→ **TEKS YANG DISEDIAKAN**:
Survei Sikap Mahasiswa Universitas Negeri Semarang Terhadap Aksi Demonstrasi
Opini

Perempuan Di Ambang Pilihan

Ilustrasi "Perempuan Di Ambang Pilihan" [BP2M/Alya]
Ilustrasi “Perempuan Di Ambang Pilihan” [BP2M/Alya]

Oleh : Yosef Gunawan

Siapakah yang tidak pernah membuat pilihan dalam hidupnya? Jika ada, itu hanyalah omong kosong. Sebab hidup pada dasarnya merupakan suatu rangkaian pilihan dalam kategori ruang dan waktu. Manusia dalam eksisitensinya pernah, sedang, dan akan membuat pilihan. Pilihan selalu berkaitan erat dengan kebebasan untuk memilih sekaligus bertanggung jawab atas pilihan itu. Edit Stein, sang filsuf Jerman mengatakan “hidup ini merupakan rangkaian pilihan dan perjuangan. Perjuangan yang terus menerus untuk menunjukkan harapan.”

Kenyataan inilah yang menginspirasi kita untuk memandang hidup tidak lain adalah rentetan perjuangan untuk memilih dan mengaktualisasikan harapan dari sebuah pilihan. Meskipun terkadang pilihan datang dengan wajah ganda, antara pasti dan tidak pasti. Ia menciptakan pusaran dilematis yang membuat siapa pun sulit untuk memutuskannya. Bak memakan buah simalakama, demikianlah pilihan itu hadir di hadapan kita (Lilijawa, 2010). Meskipun demikian, sudah menjadi tugas kita untuk memilih. Pilihan yang kita buat mencerminkan jati diri kita di hadapan orang lain, menjadi wujud keunikan dan keistimewaan diri yang lahir dari pergulatan panjang demi memenuhi kebutuhan jiwa dan raga.

Berkarir Atau IRT

Berkarir atau menjadi ibu rumah tangga (IRT) merupakan fenomena riskan yang kerap dihadapi oleh kaum perempuan dari dulu hingga sekarang. Dua opsi tersebut menimbulkan perdebatan yang panjang antara dua kubu besar yakni kelompok reformatif dan konservatif. Bagi mereka yang menginginkan reformasi, sudah saatnya perempuan berkiprah dalam dunia kerja layaknya kaum laki-laki. Perempuan berhak mengemban suatu karir karena dalam dirinya mengandung potensi yang sama seperti laki-laki. Tidak ada yang berbeda antara kemampuan dasariah laki-laki dan perempuan. Selain itu, hal ini juga dipandang sebagai usaha untuk memupus sirna segala determinasi subordinasi termasuk belenggu stereotip “orang lemah” dan “orang dapur” yang disematkan kepada kaum perempuan. Perempuan adalah mahkluk otonom dari berbagai belenggu yang tidak objektif atas keberadaannya.

Sementara itu, kelompok konservatif teguh pada pendiriannya bahwa perempuan harus terikat pada arus malebias (prasangka lelaki) dan culturebias (prasangka budaya) yang menempatkannya tidak sejajar dengan laki-laki. Perempuan tidak apa-apanya jika dibandingkan dengan laki-laki. Mereka adalah yang lemah, tidak berotot, dan tidak berdaya. Tugas mereka hanya sebatas urusan rumah tangga seperti melayani suami, dan mengurusi anak-anak sementara yang lainnya menjadi urusan laki-laki.

→ **KETENTUAN TUGAS**:
1. Dalam esai tentang pilihan perempuan, dua kelompok besar manakah yang berdebat mengenai pilihan antara berkarir dan menjadi ibu rumah tangga?
2. Teruskan esai tentang pilihan perempuan, dimulai setelah kalimat terakhirnya.

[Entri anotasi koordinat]
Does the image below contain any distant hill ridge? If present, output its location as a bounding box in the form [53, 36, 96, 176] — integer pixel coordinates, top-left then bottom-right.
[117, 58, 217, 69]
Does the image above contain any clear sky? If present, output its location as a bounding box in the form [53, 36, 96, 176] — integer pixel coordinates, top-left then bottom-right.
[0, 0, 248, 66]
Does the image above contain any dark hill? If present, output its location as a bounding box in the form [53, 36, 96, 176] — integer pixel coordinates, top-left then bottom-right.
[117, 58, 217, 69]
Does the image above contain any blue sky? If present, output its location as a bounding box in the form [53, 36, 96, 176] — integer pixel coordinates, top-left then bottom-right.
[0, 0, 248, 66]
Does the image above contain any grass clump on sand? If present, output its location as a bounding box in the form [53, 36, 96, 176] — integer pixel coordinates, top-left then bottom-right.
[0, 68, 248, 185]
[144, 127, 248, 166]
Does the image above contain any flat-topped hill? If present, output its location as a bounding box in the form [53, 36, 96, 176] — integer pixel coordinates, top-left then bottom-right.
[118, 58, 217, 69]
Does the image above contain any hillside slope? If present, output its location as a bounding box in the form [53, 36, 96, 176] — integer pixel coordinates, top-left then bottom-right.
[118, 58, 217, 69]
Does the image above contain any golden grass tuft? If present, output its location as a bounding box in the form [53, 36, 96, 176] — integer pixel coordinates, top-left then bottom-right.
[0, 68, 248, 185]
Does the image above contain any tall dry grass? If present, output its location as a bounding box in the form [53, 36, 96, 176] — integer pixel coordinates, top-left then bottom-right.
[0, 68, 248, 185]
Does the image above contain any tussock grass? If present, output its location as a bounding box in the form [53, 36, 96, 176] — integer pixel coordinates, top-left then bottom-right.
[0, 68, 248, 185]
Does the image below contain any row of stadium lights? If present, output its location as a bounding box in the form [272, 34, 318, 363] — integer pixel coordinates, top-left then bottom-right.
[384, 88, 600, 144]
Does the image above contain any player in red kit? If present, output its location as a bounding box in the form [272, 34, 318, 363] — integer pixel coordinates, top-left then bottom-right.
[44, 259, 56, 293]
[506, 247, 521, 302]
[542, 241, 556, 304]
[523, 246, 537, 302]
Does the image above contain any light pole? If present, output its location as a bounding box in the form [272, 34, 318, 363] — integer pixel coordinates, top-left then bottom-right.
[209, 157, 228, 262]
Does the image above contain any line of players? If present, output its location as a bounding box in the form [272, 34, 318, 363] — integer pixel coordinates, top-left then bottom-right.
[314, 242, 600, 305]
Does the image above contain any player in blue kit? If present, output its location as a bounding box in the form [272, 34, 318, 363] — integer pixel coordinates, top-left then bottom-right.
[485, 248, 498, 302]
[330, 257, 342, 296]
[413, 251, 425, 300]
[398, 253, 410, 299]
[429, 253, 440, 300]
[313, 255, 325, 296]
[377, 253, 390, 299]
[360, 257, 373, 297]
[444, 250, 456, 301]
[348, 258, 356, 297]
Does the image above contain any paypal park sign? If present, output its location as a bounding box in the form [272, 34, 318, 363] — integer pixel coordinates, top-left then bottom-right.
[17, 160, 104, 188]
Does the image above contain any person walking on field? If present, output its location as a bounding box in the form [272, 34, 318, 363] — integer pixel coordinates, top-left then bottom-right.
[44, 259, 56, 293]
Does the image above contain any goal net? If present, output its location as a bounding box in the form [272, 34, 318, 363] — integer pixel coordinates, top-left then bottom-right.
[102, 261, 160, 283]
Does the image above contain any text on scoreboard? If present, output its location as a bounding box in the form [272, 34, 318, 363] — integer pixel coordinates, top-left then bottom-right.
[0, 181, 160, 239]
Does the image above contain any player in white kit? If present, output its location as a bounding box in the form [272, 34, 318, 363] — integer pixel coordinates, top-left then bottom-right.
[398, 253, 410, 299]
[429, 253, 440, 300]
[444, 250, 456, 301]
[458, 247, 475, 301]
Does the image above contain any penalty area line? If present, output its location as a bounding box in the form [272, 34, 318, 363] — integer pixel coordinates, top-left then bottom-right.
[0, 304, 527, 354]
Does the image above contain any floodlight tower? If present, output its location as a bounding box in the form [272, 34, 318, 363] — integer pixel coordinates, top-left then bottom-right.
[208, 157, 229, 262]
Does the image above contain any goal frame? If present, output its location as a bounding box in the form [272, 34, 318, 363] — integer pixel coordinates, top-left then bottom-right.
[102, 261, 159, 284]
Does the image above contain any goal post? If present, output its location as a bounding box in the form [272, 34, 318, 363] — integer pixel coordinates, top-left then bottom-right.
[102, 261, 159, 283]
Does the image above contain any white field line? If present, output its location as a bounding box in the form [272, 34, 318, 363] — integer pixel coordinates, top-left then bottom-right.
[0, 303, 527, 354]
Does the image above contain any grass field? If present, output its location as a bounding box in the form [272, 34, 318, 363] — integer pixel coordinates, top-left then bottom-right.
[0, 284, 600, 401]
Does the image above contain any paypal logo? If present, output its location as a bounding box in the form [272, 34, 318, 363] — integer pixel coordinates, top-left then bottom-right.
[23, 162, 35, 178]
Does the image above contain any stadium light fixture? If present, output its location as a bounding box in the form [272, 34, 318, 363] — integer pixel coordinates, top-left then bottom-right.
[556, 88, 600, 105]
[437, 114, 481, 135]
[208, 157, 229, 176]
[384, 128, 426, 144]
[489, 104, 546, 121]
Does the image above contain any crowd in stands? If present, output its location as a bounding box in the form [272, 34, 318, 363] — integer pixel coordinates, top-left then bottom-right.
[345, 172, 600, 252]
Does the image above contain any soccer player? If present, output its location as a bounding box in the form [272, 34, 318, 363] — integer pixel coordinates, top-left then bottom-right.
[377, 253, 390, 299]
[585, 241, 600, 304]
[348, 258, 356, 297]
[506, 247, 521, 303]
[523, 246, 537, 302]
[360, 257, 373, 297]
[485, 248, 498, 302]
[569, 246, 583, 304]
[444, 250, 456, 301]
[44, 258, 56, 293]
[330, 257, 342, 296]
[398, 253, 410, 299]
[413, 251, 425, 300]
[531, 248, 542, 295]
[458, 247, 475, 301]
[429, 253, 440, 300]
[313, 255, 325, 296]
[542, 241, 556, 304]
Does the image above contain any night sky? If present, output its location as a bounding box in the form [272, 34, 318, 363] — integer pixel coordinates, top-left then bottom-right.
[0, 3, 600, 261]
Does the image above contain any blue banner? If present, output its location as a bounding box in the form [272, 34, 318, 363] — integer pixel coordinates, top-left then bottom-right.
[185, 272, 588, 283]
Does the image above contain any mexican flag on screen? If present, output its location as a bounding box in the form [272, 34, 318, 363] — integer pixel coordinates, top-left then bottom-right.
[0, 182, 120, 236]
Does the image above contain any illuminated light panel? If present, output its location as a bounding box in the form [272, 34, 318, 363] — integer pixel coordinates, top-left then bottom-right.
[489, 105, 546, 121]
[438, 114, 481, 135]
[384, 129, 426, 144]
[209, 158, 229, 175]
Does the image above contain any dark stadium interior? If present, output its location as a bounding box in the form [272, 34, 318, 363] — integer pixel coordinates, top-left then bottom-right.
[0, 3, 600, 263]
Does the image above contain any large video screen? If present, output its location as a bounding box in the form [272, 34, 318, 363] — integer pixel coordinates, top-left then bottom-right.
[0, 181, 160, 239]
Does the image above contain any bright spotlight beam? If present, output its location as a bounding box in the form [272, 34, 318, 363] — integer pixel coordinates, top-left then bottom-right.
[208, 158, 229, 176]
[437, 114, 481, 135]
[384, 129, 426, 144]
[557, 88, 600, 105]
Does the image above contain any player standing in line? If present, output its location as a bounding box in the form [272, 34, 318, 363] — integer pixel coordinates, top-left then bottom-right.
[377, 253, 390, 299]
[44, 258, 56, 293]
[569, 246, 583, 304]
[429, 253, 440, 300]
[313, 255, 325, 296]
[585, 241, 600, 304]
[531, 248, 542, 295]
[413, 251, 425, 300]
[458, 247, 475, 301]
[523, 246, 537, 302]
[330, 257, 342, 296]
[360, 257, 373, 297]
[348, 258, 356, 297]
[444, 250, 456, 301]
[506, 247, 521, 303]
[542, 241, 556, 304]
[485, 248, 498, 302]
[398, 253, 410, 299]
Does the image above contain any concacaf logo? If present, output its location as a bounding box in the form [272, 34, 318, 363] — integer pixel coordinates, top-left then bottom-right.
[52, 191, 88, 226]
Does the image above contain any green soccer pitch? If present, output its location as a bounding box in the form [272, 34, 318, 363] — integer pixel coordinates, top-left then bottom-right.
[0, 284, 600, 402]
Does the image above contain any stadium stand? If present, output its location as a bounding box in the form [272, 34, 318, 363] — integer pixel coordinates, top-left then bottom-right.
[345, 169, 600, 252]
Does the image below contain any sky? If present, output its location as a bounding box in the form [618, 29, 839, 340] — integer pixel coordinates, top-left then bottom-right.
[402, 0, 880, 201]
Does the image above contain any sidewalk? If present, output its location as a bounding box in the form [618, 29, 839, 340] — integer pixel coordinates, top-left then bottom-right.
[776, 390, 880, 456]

→ **JAWABAN SETIAP TUGAS**:
1. Kelompok reformatif dan kelompok konservatif.

2.
Terlepas dari pilihan untuk berkarir atau menjadi IRT, satu hal yang terpenting yakni kebebasan dan perjuangan atas pilihan. Kebebasan untuk memilih tanpa adanya tekanan dari luar menjadi penting. Ditambah lagi perjuangan dalam menjalani pilihan meski dalam ritme yang beragam. Pada dasarnya setiap pilihan menuntut konsekuensi-konsekuensi tertentu. Maka dari itu, pilihan mesti ditetapkan secara sungguh-sungguh. Sukses dan tidaknya sebuah pilihan bergantung pada kesungguhan orang yang bersangkutan dalam menentukannya. Apabila keputusan yang diambil atas dasar kebebasan maka tidak ada alasan untuk menyerah sekalipun memiliki tantangan. Kebebasan mendorong seseorang untuk bertanggung jawab atas pilihannya.

Dalam derap kemajuan zaman dewasa ini, perempuan dengan karir tertentu merupakan suatu keharusan. Mengingat lonjakan kebutuhan yang sangat signifikan sebagai akibat perkembangan IPTEK dalam berbagai bidang, sudah sepantasnyalah karir publik juga diemban oleh perempuan. Jikalau pemenuhan kebutuhan hanya bergantung pada jerih payah laki-laki, sampai kapan perempuan terus bergantung. Apalagi ketika persentase kebutuhan tidak diimbangi oleh pemasukan laki-laki. Quo Vadis keluarga? Selain itu, tampilnya beberapa tokoh perempuan ternama di hadapan publik serentak memaksa kaum perempuan untuk mencapai hal yang sama. Bahkan ada riak-riak ekstrem yang mengukur kadar eksistensi perempuan dari sudut profesi yang mereka miliki tidak diragukan lagi. Ternyata perempuan memiliki kelebihan yang tidak dimiliki oleh kaum laki-lak.

Tak sedikit pula dalam sudut pandang manusiawi perempuan masih dibelenggu oleh kodrat yang dilekatkan padanya. Kodrat perempuan yakni mengandung, melahirkan, menyusui serta mengasuh anak menempatkan perempuan pantas sebagai IRT. Ada banyak keluarga yang sebelum perkawinan, perempuan rutin menjalankan karirnya. Namun, semenjak ia dinyatakan positif hamil, keputusan yang diambil rentan memaksa perempuan untuk meninggalkan karirnya. Ia disarankan untuk tinggal di rumah saja menjaga kesehatan janin sampai melahirkannya serta mengatur urusan rumah. Belenggu tersebut semakin diperparah oleh prasangka budaya dan laki-laki yang menganggap perempuan sebagai pihak kedua atau berada di belakang laki-laki.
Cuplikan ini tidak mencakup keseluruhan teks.